* **Task brief**
Identify every line in the data below that contains the word "tire" and copy each of those lines. Case counts.

* **Data supplied**
## start

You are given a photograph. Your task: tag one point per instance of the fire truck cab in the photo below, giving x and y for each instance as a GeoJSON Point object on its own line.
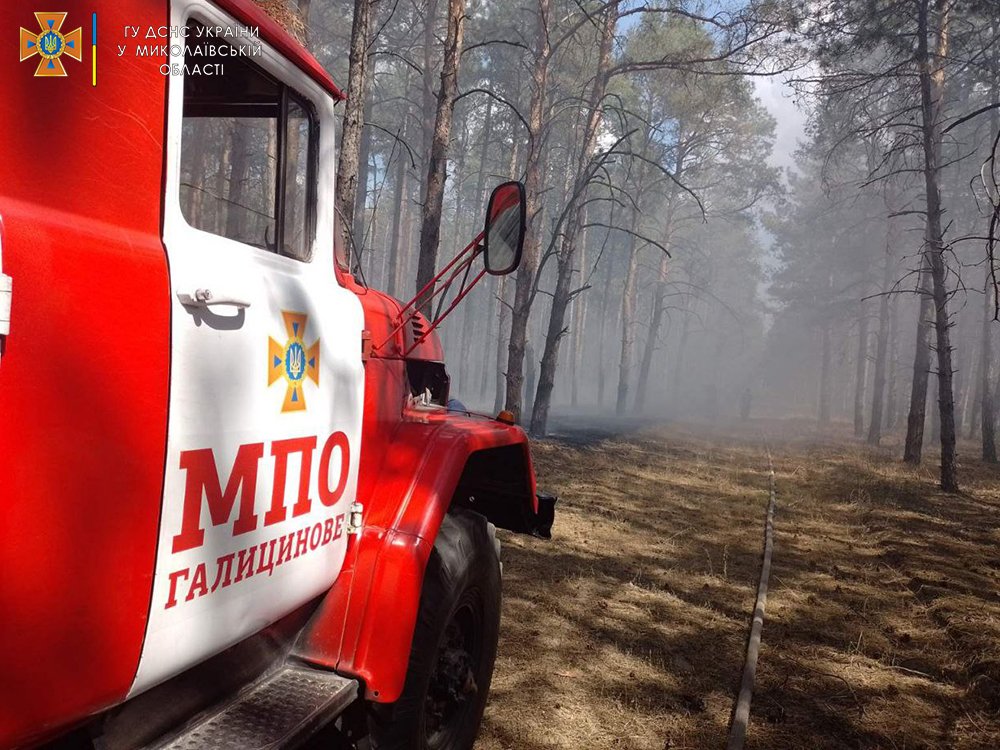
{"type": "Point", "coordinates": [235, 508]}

## end
## start

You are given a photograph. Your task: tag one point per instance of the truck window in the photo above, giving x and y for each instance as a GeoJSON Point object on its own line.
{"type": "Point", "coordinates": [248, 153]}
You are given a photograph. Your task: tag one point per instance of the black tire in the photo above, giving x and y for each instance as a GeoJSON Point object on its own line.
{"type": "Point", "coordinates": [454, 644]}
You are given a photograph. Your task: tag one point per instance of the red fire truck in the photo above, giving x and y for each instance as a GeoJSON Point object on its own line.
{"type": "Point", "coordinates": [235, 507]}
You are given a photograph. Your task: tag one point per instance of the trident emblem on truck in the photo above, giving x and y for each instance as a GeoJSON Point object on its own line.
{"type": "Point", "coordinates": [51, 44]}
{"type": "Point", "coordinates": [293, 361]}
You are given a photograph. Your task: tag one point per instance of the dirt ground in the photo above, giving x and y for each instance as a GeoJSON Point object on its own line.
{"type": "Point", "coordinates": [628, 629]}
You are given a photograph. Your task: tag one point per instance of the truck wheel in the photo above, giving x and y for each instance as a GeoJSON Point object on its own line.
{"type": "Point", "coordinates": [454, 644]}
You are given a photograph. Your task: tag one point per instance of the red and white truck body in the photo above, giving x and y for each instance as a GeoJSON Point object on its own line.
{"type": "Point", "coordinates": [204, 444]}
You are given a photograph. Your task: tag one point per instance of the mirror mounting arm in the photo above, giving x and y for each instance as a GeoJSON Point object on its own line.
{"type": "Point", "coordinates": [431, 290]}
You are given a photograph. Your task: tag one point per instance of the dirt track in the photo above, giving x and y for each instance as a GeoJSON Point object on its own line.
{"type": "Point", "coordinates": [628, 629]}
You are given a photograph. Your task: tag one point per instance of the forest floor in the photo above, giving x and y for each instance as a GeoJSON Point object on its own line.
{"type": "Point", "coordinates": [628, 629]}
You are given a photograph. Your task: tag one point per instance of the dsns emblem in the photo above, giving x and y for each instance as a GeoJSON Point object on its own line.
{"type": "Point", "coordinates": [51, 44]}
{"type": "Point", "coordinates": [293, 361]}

## end

* **Full response**
You are given a photograph. Your task: tag one point per instance of the black tire in the photo above, giving x and y for each instance as a GeoJSON Point object on its own line.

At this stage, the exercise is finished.